Data listing:
** start **

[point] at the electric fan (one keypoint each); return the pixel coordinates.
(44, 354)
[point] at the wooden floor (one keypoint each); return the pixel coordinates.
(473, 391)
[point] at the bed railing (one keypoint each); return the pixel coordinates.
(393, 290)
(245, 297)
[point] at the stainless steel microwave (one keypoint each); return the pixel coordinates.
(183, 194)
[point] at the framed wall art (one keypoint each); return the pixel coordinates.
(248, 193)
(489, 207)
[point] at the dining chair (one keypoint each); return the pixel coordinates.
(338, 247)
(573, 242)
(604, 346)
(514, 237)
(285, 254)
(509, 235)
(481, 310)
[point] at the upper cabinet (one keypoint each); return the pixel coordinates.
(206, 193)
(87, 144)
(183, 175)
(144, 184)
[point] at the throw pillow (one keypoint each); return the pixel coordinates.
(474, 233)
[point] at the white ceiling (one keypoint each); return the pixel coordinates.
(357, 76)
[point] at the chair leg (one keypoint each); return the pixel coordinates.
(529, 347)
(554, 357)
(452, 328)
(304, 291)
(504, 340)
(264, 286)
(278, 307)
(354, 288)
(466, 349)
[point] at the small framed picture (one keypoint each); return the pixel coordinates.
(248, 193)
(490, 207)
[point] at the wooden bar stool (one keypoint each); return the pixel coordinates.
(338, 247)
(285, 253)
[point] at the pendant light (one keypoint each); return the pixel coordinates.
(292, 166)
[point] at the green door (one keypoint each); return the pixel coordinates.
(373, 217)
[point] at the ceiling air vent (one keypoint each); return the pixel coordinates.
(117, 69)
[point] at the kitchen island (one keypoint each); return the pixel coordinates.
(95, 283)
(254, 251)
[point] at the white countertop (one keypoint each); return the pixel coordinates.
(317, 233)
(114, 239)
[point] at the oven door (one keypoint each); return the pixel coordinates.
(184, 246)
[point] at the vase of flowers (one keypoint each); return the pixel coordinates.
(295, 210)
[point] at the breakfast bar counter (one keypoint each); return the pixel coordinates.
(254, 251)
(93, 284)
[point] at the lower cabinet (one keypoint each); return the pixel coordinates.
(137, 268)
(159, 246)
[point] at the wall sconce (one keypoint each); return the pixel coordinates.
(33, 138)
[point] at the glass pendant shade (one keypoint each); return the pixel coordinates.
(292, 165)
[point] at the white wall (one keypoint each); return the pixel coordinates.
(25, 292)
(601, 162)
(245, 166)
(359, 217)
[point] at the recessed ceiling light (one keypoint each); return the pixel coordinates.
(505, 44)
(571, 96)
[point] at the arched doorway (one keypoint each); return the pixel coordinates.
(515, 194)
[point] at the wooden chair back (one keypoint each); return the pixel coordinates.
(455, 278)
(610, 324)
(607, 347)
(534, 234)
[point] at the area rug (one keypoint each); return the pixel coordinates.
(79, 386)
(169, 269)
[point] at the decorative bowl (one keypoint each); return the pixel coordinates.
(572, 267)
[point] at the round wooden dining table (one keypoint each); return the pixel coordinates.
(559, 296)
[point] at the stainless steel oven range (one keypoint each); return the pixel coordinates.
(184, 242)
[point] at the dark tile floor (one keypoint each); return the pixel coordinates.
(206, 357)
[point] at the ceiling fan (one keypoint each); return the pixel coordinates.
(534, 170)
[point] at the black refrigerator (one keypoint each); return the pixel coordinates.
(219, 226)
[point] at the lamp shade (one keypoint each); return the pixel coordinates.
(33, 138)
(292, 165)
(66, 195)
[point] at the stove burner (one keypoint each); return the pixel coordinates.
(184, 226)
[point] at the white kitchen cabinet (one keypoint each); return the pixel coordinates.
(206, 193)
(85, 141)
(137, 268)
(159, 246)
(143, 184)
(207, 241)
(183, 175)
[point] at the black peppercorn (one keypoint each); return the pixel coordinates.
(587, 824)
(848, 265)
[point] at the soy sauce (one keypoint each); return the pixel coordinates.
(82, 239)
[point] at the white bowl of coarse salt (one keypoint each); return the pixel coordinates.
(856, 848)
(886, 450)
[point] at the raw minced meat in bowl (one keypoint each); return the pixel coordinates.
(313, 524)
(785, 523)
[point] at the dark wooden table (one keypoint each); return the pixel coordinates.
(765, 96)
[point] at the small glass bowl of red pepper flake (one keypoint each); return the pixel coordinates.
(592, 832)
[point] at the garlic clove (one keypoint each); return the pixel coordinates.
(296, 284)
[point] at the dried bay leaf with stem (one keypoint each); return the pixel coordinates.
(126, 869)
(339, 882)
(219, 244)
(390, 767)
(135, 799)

** end **

● **Exercise prompt**:
Set down exactly what runs from the line with "[point] at the stove" to the last line of the data above, including both of those lines and no others.

● **Result of the exercise**:
[point] at the stove burner (one keypoint each); return the pixel coordinates.
(184, 226)
[point] at the white kitchen cabinet (one keypoint each); return the pixel coordinates.
(206, 193)
(85, 141)
(137, 268)
(159, 246)
(143, 184)
(207, 241)
(183, 175)
[point] at the black peppercorn (one keypoint each); return the pixel coordinates.
(587, 824)
(848, 265)
[point] at the soy sauce (one keypoint each); return the pixel coordinates.
(82, 239)
[point] at the white bowl of coarse salt (one keypoint each); return the pixel coordinates.
(856, 848)
(886, 450)
[point] at the raw minced meat in bowl (one keypoint each); return the pixel coordinates.
(313, 524)
(785, 523)
[point] at the dark wooden table (one keypoint each); return the pixel coordinates.
(765, 96)
[point] at the small glass bowl of red pepper flake (one keypoint each); return the pixel coordinates.
(592, 832)
[point] at the garlic clove (one keypoint each); return the pixel coordinates.
(296, 284)
[point] at the dried bay leaf with stem (one keypoint each); return the pixel coordinates.
(126, 869)
(339, 882)
(219, 244)
(390, 767)
(135, 799)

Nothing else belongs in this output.